**Your task**
Locate the line that contains "of the yellow". Retype it and every line after it to the end of the records, exactly, but not the pictures.

-------------------------

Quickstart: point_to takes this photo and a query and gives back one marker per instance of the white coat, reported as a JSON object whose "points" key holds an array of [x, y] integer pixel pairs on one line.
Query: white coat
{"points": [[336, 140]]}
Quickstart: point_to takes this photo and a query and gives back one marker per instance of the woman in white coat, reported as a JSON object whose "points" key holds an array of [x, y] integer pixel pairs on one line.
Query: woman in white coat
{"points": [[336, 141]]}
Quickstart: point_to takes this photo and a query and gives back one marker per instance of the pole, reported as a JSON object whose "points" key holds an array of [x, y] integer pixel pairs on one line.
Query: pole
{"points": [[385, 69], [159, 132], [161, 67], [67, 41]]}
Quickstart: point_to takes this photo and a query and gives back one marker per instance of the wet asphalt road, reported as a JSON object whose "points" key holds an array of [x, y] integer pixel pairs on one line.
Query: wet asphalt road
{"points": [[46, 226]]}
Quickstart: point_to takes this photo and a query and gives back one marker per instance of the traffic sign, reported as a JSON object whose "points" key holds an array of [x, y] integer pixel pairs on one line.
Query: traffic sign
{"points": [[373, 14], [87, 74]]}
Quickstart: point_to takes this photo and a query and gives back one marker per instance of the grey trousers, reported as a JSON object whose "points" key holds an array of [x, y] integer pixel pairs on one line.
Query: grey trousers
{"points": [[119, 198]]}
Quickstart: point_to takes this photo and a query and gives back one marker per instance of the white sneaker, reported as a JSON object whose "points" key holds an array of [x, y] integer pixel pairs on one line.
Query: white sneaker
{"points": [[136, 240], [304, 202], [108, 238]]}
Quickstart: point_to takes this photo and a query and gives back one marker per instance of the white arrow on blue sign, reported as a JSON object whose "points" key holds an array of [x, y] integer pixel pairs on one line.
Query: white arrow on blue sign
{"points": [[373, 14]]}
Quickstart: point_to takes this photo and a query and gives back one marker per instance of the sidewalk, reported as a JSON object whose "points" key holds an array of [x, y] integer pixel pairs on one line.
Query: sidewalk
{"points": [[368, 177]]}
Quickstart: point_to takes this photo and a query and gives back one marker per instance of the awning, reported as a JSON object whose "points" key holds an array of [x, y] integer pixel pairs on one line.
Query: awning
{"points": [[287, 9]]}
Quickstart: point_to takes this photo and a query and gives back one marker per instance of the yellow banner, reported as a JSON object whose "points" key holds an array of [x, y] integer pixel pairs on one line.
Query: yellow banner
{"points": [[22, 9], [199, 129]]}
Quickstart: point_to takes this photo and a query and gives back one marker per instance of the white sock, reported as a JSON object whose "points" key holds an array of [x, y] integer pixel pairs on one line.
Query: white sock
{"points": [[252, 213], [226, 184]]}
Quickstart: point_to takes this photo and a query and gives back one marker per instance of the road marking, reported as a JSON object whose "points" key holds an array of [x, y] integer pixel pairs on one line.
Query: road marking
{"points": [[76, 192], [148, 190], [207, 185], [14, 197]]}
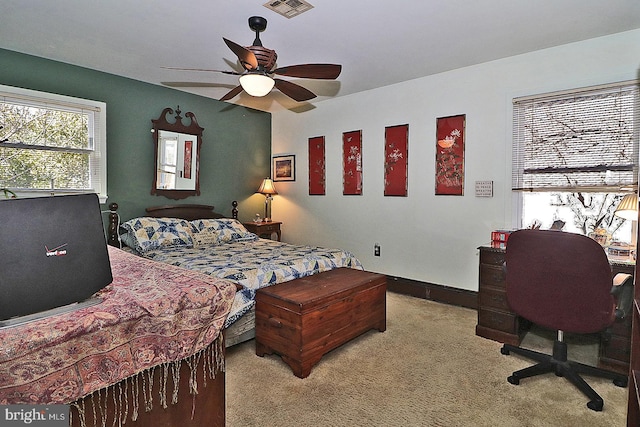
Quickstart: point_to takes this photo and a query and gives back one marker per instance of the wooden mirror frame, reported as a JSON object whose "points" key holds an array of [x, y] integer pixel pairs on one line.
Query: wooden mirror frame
{"points": [[161, 123]]}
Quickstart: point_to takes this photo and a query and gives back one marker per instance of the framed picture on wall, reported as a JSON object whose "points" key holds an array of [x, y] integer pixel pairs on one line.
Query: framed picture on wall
{"points": [[396, 160], [284, 168], [352, 163], [450, 133], [316, 166]]}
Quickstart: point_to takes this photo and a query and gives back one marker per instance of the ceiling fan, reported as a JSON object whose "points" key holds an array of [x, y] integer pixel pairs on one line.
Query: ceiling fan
{"points": [[259, 69]]}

-------------------------

**The reply**
Quickstart: point_to takes this photo and a query and gives back one marker per instance of the yellow banner, reported as a JSON object whose "points" key holds an array of [x, y] integer pixel pairs on one line.
Query: yellow banner
{"points": [[22, 9], [199, 129]]}
Quickstart: point_to takes this photo and a query and gives back one marker per instance of the white sock, reported as a JSON object whose "points" key holds an array of [x, y] integer pixel pairs on one line.
Query: white sock
{"points": [[252, 213], [226, 184]]}
Quickstart: point_to takes this photo and a query and gives back one marker per instance of the road marking, reported as a JSON object whose "points" key holds an array of [x, y] integer pixel pairs on one line.
Query: road marking
{"points": [[76, 192], [148, 190], [207, 185], [14, 197]]}
Quickstart: point_to takes this photo and a query and gives back one marker per instance of the wooden mirror frame, reported as a JSON object whose "points" key holds an array of [x, y] integer pixel pairs on one line.
Query: wooden mirror frame
{"points": [[161, 123]]}
Quickstart: point_to takes this photo and a query and gives back one marker per instance of the framed picture on wall, reported as a JSON object whose "points" key holds an array of [x, y] integer pixel pairs on one line.
Query: framed picture on wall
{"points": [[396, 160], [284, 168], [352, 163], [450, 133], [316, 166]]}
Quickstart: point_to takes this photo and a query and gives back one marker per instance of the ceiling fan, reported as a JSON object whose "points" key holds an array of [x, y] integer pixel pairs on one line.
Query: ceiling fan
{"points": [[259, 69]]}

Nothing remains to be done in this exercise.